Your instructions:
Count the lines in the listing below that contain the string "orange", matching case exactly, and reply with only that number.

(Dataset items)
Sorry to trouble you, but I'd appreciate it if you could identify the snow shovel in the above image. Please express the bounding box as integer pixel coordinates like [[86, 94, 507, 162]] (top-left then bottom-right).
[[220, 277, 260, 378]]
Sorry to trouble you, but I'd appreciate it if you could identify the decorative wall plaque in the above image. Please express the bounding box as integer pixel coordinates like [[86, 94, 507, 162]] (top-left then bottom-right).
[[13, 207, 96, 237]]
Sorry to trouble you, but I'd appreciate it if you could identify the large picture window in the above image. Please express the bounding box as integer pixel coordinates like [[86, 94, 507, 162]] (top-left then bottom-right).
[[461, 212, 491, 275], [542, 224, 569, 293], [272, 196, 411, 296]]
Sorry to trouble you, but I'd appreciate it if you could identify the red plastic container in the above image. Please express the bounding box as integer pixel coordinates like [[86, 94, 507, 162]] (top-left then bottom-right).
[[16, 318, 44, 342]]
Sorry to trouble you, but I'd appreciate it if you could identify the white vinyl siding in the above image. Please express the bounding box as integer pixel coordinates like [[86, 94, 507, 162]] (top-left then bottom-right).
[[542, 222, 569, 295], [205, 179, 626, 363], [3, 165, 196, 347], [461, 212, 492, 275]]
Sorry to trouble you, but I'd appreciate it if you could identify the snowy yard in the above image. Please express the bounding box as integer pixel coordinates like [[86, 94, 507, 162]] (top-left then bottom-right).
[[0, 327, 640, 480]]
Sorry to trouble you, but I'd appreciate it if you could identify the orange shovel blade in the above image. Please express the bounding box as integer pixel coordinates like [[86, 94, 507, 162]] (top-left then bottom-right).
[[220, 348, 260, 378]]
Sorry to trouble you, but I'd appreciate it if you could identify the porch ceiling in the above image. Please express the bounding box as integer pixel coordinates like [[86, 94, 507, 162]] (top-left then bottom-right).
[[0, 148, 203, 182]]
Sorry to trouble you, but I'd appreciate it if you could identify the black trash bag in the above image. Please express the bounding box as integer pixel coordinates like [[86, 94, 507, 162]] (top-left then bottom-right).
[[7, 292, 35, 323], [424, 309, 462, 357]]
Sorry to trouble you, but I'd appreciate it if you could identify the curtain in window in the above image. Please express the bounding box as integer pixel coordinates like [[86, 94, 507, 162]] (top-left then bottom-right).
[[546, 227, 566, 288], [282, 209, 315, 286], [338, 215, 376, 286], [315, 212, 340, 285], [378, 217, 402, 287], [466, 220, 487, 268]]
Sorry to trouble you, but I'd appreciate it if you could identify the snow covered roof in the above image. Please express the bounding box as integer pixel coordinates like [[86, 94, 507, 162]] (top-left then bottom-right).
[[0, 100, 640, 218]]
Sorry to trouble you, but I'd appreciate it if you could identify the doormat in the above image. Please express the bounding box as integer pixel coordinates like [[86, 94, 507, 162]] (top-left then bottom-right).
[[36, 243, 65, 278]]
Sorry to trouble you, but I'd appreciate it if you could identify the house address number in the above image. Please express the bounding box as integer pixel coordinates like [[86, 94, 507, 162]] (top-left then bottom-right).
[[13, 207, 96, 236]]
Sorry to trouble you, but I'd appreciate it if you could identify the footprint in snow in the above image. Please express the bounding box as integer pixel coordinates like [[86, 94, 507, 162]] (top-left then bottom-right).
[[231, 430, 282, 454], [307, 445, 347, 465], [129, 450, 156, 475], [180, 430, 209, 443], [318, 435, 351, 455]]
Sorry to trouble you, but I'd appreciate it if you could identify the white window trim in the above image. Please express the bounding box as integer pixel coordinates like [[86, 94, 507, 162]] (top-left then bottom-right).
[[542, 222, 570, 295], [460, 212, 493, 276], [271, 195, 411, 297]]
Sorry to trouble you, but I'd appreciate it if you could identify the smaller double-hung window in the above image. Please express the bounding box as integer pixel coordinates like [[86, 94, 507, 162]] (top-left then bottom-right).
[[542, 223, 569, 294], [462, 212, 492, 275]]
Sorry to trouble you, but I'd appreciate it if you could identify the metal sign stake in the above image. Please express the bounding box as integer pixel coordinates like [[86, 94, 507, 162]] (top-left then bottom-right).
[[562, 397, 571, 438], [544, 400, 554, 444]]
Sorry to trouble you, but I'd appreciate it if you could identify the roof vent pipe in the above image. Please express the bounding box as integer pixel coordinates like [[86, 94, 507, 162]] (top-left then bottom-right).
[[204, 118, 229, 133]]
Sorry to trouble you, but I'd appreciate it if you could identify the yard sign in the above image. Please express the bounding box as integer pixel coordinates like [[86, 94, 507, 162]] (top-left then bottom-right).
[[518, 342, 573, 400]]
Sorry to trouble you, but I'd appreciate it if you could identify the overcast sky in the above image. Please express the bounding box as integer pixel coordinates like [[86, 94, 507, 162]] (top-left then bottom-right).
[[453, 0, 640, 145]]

Answer for the task:
1